• [TÂCHE DEMANDÉE A]: Dans le texte sur Mozart ci-dessous, relevez chacune des choses avec lesquelles la postérité a empoisonné Mozart d'après la phrase commençant par « C'est elle qui l'a empoisonné ».

Aucun objectif précis, aucun thème n’est ressorti du chaos des manifestations, sinon, par-ci par-là, la volonté de partir à la recherche de l’identité du compositeur, dont seule la musique peut nous offrir le vrai portrait. Le Bicentenaire a-t-il donc permis de mieux la percevoir, de mieux la comprendre…, en un mot de mieux l’entendre ?
Qui a assassiné Mozart ? La postérité. C’est elle qui l’a empoisonné, avec ses rumeurs, ses médisances, ses affabulations, ses mensonges, ses clichés, ses lieux communs. Mozart a disparu, englouti sous l’enfant prodige.
Aux yeux du profane, Mozart n’a jamais grandi. À ce tissu de fiction s’ajoutent tout à coup les contre-clichés d’un Milos Forman fonçant aveuglément dans les désordres des pseudo-biographies et s’employant à démolir dans Amadeus (1984) cette image de candeur pour offrir à la place celle d’un éternel adolescent provocateur et grossier. Mozart est bien le seul compositeur à faire ainsi l’objet de tels débordements. Et l’année 1991 a fourni prétexte à bien d’autres abus.

• [TÂCHE DEMANDÉE B]: Reportez chaque ligne ci-dessous qui contient le mot "shadow".

• [DONNÉES FOURNIES]:
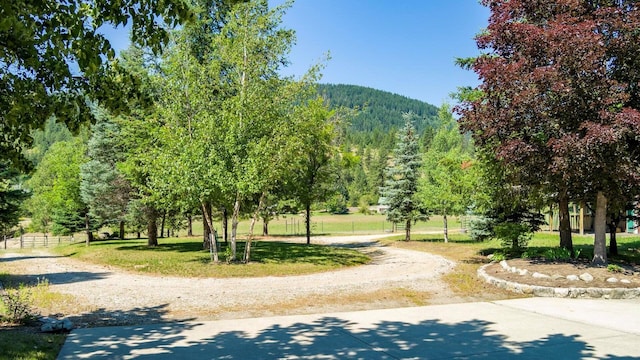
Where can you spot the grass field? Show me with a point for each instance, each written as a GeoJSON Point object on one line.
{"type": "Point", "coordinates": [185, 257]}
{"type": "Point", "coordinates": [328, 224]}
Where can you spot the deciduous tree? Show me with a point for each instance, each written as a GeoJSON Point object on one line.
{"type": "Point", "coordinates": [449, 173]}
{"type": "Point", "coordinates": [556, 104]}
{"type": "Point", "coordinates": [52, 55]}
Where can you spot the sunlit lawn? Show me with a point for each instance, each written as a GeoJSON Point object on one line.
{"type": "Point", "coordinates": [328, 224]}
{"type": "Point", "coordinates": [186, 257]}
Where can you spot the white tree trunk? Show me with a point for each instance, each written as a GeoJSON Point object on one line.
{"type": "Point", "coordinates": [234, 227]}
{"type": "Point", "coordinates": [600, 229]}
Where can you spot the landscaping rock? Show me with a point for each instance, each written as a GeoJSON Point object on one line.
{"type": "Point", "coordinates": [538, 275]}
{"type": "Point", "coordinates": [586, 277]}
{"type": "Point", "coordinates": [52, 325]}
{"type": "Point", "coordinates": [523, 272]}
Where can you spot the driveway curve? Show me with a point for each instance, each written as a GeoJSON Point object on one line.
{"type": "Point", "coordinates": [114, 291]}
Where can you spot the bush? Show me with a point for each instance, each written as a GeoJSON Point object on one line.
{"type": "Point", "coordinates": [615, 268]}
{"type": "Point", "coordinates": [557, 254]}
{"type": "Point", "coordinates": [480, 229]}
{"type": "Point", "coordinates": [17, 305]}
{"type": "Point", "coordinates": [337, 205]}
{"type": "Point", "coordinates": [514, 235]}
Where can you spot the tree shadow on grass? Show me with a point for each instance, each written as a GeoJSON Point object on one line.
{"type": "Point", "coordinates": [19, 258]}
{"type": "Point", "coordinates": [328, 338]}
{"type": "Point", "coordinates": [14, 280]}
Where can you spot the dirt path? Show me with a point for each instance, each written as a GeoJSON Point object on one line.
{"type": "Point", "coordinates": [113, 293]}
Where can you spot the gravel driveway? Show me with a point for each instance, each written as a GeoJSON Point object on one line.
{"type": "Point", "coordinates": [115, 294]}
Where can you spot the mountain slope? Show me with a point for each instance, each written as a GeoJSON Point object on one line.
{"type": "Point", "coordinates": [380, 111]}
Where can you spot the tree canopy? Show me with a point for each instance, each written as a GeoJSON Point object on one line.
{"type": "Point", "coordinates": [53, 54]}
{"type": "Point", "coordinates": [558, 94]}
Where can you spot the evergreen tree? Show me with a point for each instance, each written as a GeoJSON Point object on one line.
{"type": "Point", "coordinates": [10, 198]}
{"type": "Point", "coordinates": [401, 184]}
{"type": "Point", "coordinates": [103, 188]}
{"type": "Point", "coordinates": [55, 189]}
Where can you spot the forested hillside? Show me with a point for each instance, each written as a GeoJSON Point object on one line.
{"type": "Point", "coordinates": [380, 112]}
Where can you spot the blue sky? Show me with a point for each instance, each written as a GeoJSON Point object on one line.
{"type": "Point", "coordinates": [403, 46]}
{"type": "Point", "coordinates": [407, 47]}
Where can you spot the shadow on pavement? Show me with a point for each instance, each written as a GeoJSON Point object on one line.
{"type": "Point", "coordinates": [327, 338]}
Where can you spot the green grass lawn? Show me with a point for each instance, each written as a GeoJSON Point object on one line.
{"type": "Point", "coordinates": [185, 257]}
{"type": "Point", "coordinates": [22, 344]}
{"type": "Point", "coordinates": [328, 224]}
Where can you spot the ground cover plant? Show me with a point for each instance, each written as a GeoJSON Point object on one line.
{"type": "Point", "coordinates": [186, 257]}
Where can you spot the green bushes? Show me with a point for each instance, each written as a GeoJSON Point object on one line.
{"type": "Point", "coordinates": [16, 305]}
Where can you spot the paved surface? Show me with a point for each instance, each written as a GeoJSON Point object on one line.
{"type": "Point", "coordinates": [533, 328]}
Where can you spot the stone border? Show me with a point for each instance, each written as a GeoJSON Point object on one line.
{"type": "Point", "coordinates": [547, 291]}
* * *
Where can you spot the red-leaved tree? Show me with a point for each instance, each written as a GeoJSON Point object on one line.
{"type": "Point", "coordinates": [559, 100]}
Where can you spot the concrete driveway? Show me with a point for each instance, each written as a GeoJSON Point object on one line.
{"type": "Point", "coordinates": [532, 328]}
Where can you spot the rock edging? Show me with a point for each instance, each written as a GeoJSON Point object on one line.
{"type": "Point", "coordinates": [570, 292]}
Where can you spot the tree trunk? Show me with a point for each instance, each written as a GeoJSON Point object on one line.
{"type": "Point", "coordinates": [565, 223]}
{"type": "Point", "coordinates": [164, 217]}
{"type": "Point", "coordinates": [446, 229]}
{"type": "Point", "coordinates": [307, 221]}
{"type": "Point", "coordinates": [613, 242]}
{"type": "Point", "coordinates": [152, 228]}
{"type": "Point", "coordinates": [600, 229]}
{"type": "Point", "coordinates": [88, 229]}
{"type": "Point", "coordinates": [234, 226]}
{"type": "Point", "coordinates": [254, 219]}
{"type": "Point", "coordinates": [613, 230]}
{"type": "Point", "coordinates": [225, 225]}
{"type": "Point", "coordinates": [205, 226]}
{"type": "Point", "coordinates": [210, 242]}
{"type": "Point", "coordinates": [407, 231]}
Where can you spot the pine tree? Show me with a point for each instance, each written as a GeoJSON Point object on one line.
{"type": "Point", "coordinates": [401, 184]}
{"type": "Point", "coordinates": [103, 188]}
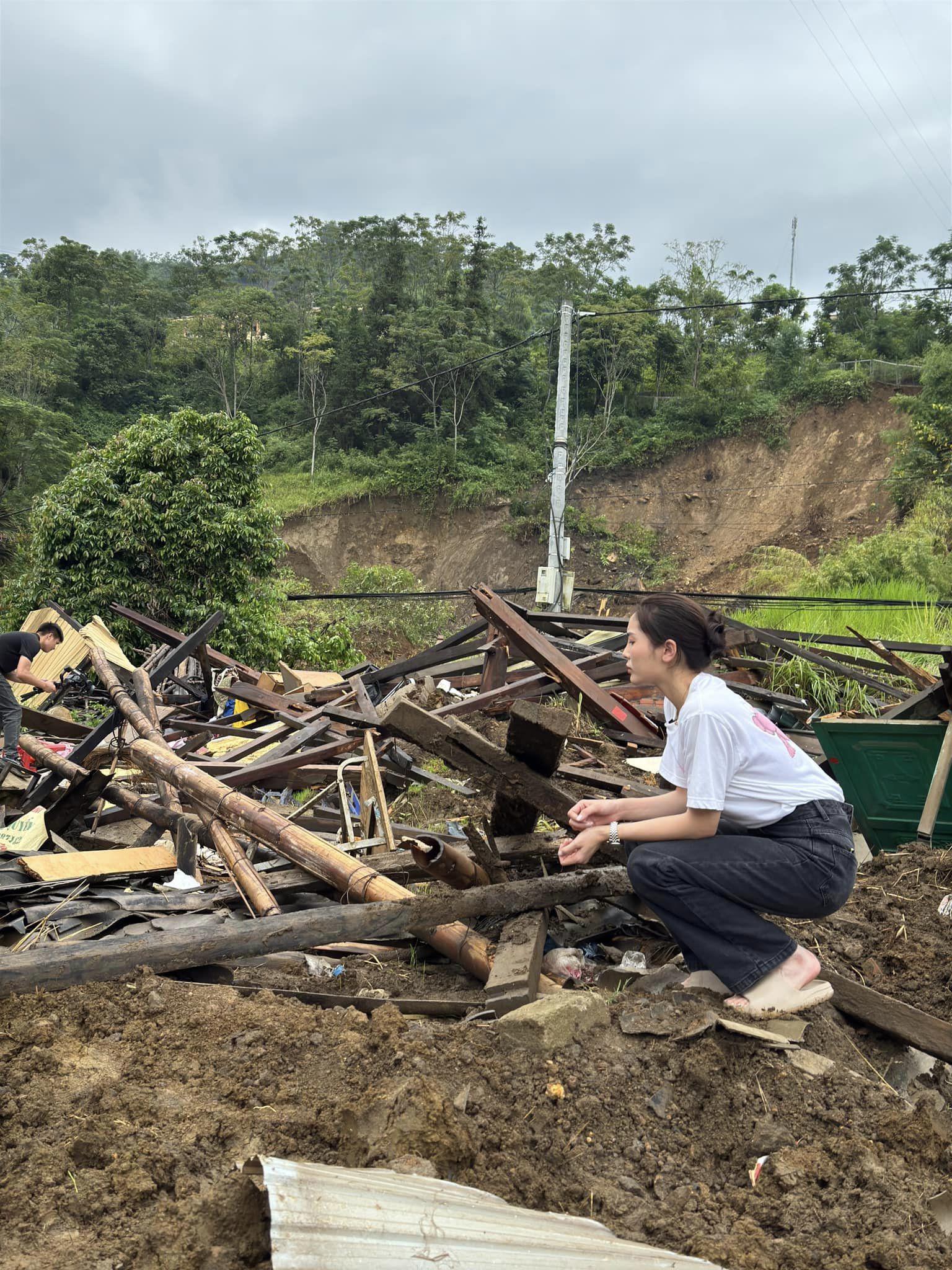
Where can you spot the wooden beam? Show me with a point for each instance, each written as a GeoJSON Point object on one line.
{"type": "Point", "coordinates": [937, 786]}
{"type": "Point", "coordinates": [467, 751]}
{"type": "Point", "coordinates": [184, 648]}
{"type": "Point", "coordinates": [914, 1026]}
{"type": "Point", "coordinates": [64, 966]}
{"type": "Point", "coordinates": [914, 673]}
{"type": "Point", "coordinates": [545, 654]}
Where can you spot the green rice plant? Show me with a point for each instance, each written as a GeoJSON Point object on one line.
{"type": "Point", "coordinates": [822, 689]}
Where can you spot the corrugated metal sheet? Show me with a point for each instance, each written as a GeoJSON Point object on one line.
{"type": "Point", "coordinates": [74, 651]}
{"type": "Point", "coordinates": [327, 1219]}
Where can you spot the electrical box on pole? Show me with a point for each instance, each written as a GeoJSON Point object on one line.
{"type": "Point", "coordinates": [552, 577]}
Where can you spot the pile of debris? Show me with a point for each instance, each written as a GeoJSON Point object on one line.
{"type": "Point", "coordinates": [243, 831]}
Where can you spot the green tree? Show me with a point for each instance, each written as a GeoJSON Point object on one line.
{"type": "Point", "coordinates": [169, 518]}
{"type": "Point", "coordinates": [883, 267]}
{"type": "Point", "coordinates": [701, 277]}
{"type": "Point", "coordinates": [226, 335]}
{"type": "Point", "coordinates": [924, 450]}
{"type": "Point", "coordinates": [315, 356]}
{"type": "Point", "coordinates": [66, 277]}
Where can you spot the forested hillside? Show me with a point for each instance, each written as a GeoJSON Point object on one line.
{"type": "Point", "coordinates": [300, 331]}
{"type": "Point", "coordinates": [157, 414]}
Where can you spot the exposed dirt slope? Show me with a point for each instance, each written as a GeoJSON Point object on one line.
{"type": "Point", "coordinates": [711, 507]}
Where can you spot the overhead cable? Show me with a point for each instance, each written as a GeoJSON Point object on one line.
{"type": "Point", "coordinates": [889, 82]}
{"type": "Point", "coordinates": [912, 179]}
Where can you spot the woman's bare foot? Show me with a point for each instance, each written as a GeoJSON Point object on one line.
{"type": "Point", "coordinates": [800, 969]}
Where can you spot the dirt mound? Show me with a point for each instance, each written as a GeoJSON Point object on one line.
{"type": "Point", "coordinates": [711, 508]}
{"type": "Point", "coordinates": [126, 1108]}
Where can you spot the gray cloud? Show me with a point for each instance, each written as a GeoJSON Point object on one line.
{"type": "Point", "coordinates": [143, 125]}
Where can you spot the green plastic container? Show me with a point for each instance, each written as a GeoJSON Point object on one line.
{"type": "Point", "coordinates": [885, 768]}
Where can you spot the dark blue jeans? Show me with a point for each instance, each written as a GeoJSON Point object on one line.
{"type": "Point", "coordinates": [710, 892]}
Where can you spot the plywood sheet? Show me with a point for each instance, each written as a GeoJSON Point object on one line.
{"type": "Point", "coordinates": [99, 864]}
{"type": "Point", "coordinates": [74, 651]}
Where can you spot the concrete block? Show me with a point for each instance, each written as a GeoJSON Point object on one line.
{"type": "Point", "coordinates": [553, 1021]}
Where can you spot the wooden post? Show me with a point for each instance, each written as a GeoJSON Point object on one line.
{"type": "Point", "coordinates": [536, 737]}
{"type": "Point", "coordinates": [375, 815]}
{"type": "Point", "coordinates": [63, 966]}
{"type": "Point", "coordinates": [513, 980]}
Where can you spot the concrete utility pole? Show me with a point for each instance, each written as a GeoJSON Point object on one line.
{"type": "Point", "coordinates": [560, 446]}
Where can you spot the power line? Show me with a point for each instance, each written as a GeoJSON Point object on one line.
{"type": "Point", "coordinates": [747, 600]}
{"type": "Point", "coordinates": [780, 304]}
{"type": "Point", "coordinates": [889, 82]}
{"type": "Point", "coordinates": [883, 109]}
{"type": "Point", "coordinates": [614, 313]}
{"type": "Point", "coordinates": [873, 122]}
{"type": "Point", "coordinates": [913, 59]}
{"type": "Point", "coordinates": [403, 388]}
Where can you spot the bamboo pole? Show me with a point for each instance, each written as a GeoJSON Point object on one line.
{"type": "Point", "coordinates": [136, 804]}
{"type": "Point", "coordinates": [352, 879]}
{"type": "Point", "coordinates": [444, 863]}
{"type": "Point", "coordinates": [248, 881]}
...
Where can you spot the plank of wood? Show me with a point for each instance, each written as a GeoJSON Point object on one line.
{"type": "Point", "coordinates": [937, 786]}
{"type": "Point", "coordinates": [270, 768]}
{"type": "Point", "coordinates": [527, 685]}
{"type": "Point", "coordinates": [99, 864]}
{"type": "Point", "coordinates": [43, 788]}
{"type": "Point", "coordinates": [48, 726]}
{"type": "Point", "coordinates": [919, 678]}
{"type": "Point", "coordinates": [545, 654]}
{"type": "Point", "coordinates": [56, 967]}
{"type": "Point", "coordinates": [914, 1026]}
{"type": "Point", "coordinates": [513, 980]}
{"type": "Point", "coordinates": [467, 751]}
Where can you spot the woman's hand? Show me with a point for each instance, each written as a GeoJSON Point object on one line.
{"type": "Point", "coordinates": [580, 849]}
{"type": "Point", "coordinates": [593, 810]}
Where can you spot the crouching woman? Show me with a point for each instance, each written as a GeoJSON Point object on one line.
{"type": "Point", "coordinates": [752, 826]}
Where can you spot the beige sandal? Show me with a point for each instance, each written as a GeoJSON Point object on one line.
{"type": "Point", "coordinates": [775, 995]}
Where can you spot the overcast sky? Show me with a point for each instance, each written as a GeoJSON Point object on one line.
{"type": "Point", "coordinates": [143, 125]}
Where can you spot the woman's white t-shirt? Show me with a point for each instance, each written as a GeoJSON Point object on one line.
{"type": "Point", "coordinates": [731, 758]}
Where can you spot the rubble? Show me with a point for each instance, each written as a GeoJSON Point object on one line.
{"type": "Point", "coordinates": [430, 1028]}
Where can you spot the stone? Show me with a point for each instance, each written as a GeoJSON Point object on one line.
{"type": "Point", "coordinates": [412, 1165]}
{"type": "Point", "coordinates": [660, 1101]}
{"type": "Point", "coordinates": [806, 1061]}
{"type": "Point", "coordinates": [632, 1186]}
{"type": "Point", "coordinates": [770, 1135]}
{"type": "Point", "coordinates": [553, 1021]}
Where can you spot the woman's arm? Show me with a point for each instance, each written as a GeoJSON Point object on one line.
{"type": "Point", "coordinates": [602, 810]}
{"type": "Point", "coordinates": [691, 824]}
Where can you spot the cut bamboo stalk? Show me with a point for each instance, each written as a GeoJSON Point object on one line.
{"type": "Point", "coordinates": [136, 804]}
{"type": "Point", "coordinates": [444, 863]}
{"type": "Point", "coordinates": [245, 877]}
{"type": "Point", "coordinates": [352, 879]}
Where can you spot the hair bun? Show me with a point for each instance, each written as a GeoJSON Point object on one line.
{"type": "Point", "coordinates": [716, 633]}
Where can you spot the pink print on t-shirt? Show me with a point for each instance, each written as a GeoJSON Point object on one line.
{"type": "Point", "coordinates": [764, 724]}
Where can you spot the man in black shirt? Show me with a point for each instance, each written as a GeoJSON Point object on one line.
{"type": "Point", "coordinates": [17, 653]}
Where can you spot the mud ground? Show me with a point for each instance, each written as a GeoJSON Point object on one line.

• [RÉPONSE A]: ses rumeurs, ses médisances, ses affabulations, ses mensonges, ses clichés, ses lieux communs

• [RÉPONSE B]:
Where can you spot the tree shadow on grass? Show me with a point for each instance, each written as a GeoJSON Point object on one line.
Where can you spot the shadow on pavement? Show me with a point for each instance, each written as a GeoJSON Point object on one line.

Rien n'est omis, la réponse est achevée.